Quoted passage =>
Cloud Storage Performance Overview
Users hate waiting for data from their Cloud application. As we move more applications to the Cloud, CPU, RAM, and fast networks are plentiful. However, storage rises to the top of the list for Cloud application bottlenecks.
This blog gives recommendations to increase cloud storage performance for both managed storage services such as EFS and self-managed storage using a Cloud NAS. Here, you will find lots of performance statistics between AWS EFS and SoftNAS cloud NAS on AWS.
Managed Service Cloud Storage
Many cloud architects turned to a managed cloud file service for cloud storage, such as AWS EFS, FSx, or Azure Files.
Amazon EFS uses the NFS protocol for Linux workloads.
FSx uses the CIFS protocol for Windows workloads.
Azure Files provides CIFS protocol for Windows.
None of these managed services provide iSCSI, FTP, or SFTP protocols.
Throttled Bandwidth Slows Performance
Hundreds, even thousands of customers access storage through the same managed storage gateway. To prevent one company from using all the Throughput, managed storage services deliberately throttle bandwidth making performance inconsistent.
Buying More Capacity – Storing Dummy Data
To increase performance from a managed service file system, users must purchase additional storage capacity that they may not need or even use. Many companies store dummy data on the file shares to get more performance, therefore paying for more storage and achieving the performance needed for their application. Or, users can pay an additional premium price for provisioned Throughput or provisioned IOPS.
What Are You Paying For – More Capacity or Actual Performance?
AWS EFS Performance Numbers
AWS provides a table that offers some guidance for the size of the File System and the Throughput users should expect. For solutions that require 100 MiB/s throughput, that only have 1024 GiB storage, users will have to store and maintain 1024 GiB of useless data to achieve the published Throughput of 100 MiB/s. And because they were forced to overprovision, they are precluded from using Infrequent Access (IA) for the idle data that’s simply a “placeholder” to gain some performance.
With EFS, users can pay extra for an increased throughput for $6.00 MB/s-Month, or $600 per 100 MB/s-Month.
Later in this paper, we will look at real-world performance benchmark data comparing AWS EFS to a cloud NAS.
Direct-Attached Block Storage
The highest-performance cloud storage model is to attach block storage to the virtual server directly. This model connects block storage to each VM, but it is unable to be shared across multiple VMs.

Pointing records
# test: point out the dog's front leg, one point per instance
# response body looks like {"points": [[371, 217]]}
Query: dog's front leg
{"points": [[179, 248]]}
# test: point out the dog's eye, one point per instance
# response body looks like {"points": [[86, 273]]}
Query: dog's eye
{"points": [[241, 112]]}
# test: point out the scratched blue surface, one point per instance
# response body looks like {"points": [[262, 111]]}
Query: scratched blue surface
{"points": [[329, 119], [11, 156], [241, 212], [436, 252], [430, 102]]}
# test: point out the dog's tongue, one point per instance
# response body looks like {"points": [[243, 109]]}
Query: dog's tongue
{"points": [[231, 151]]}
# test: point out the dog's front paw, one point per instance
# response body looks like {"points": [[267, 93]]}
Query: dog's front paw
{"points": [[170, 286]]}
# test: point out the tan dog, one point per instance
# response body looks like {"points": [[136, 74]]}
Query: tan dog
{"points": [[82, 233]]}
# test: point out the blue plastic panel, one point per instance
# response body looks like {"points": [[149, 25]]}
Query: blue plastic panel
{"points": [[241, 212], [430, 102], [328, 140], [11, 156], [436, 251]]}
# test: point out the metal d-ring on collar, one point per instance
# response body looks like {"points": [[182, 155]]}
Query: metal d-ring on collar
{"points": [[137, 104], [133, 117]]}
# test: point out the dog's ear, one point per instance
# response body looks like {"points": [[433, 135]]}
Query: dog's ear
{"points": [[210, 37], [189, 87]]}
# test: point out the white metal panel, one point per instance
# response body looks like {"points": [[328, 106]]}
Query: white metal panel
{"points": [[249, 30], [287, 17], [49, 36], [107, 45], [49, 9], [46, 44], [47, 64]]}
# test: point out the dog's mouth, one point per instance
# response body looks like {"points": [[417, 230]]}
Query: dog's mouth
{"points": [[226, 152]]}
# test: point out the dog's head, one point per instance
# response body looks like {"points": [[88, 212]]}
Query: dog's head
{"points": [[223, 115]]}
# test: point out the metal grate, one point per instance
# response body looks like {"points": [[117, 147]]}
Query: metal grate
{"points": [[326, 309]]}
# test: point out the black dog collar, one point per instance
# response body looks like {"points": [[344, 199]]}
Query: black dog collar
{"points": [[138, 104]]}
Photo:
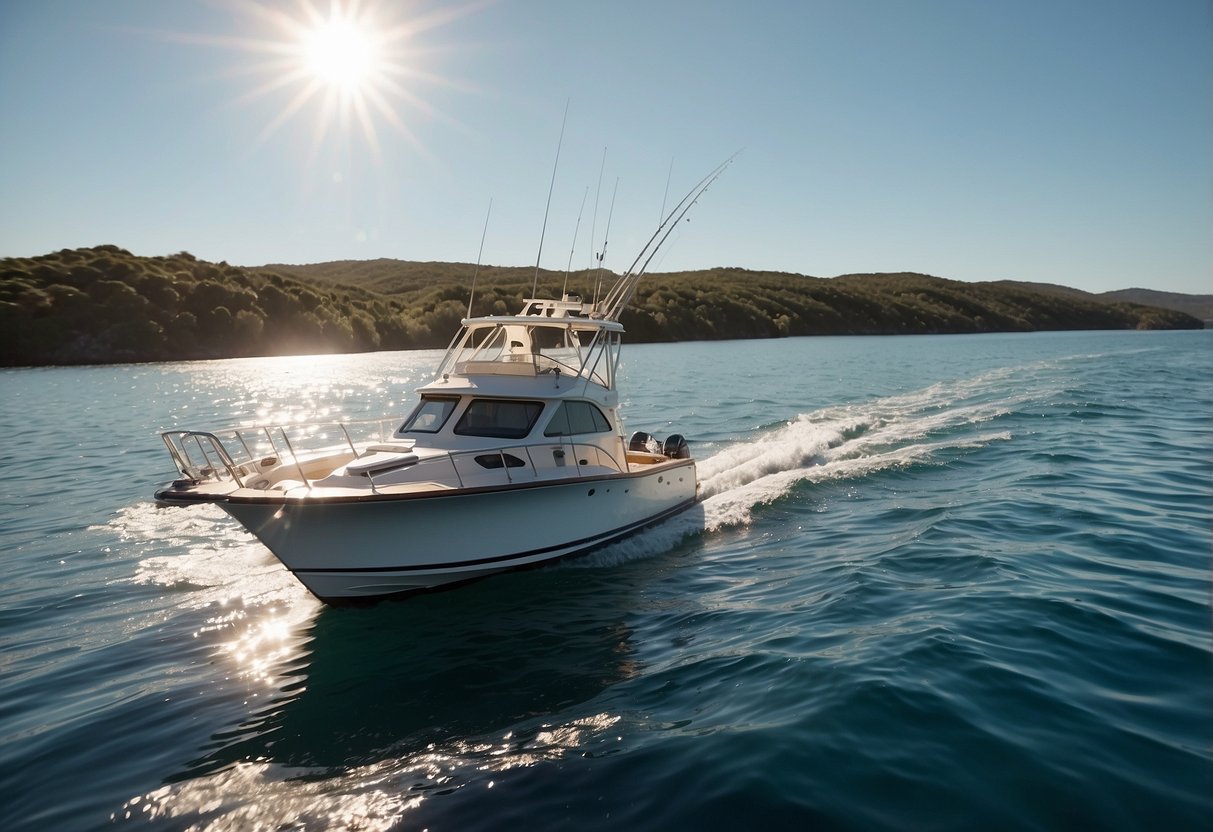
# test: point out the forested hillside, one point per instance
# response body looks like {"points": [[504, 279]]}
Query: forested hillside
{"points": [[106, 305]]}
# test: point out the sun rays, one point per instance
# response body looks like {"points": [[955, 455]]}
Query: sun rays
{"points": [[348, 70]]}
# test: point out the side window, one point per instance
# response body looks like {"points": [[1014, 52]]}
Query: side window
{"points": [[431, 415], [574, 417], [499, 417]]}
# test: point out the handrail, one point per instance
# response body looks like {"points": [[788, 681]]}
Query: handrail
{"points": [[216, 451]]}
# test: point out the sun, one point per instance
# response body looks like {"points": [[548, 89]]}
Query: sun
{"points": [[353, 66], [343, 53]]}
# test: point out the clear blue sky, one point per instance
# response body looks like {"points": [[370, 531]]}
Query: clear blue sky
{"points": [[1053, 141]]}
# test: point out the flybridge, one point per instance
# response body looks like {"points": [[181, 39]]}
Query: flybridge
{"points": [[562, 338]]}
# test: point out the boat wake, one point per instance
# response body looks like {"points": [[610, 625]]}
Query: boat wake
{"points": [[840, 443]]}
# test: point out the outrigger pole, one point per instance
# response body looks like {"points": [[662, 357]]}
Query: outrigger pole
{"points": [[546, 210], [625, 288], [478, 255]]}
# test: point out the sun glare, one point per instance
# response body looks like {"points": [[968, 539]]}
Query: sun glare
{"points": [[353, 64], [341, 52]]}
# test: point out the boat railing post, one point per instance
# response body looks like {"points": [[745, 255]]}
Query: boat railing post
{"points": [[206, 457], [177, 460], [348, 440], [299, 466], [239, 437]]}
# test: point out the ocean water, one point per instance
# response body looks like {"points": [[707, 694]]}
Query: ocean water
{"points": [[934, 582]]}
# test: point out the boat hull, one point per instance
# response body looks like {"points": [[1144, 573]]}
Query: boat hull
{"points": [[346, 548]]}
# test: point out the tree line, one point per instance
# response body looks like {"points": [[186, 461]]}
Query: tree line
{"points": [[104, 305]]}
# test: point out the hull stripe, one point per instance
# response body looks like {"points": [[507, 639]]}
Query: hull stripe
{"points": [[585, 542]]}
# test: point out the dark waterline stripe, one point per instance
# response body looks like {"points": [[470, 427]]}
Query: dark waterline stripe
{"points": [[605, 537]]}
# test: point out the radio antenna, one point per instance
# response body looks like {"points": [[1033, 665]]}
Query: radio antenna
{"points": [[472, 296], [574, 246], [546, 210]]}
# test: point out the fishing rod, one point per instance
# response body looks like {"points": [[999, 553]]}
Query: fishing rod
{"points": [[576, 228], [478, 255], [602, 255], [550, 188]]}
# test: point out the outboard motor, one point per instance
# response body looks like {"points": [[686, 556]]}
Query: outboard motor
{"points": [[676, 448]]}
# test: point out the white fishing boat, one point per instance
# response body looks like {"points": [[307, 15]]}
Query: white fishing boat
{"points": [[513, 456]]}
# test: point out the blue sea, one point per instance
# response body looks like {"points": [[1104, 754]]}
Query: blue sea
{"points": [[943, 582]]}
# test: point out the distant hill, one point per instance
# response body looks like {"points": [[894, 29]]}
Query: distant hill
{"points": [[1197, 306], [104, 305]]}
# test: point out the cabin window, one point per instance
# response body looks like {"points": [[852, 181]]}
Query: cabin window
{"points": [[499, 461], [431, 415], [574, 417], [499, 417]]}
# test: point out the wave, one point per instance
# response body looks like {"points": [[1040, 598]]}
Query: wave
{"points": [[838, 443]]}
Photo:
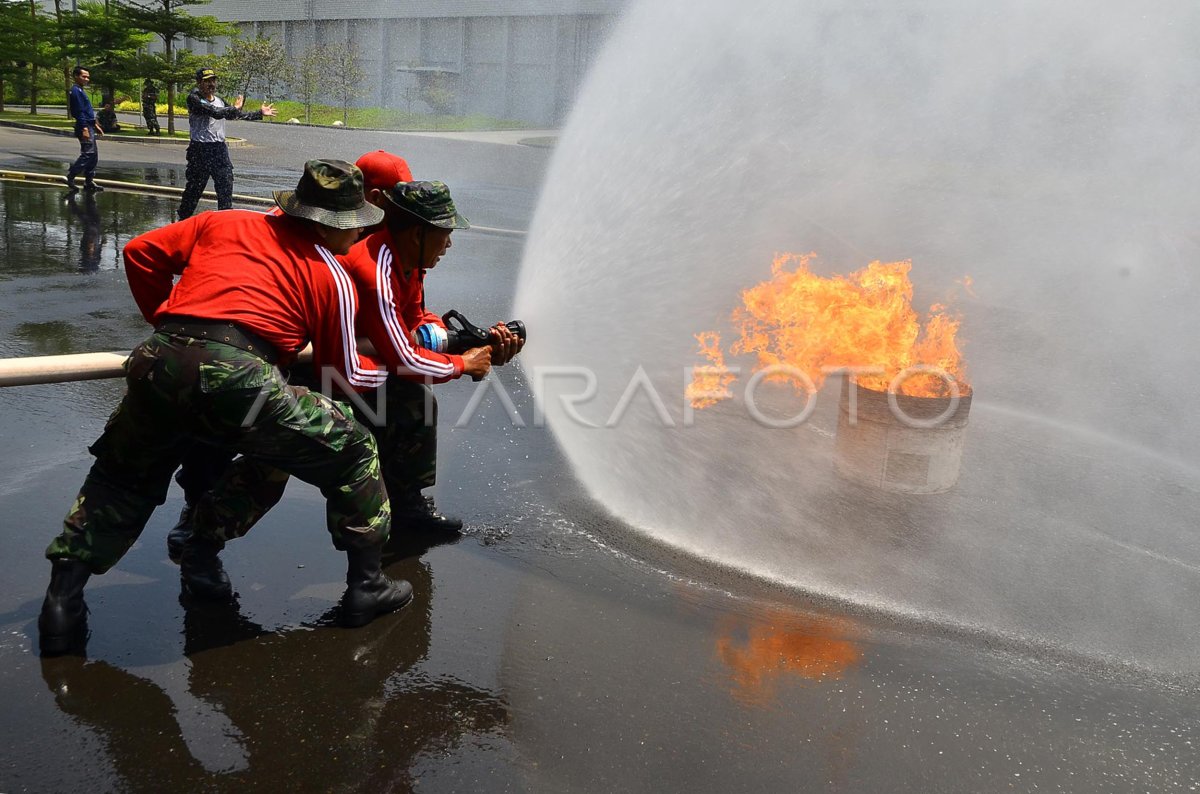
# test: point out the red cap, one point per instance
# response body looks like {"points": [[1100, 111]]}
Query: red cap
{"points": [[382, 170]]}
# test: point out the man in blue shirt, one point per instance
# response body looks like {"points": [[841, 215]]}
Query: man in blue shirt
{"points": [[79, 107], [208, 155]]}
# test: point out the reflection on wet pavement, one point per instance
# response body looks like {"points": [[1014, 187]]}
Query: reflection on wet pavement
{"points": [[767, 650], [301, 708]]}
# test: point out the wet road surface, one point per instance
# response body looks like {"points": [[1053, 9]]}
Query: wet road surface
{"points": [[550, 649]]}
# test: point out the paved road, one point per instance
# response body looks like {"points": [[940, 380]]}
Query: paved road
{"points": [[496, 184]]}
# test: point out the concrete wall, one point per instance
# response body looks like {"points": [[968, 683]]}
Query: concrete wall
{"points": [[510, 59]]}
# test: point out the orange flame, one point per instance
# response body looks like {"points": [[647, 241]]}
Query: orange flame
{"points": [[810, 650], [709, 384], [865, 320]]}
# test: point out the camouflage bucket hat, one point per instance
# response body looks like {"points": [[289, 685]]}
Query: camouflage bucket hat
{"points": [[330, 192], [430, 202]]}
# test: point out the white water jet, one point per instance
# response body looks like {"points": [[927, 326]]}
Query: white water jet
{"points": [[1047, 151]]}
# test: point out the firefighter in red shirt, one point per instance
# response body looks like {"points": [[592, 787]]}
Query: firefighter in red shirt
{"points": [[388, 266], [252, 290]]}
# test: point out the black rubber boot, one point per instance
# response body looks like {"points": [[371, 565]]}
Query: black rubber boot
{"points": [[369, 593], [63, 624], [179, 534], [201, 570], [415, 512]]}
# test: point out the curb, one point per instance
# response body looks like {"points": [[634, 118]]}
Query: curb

Set problem => According to the cloud storage overview, what does EFS charge per month for an additional 100 MB/s of throughput? The data has no role in what is asked here.

Response to the task => $600 per 100 MB/s-Month.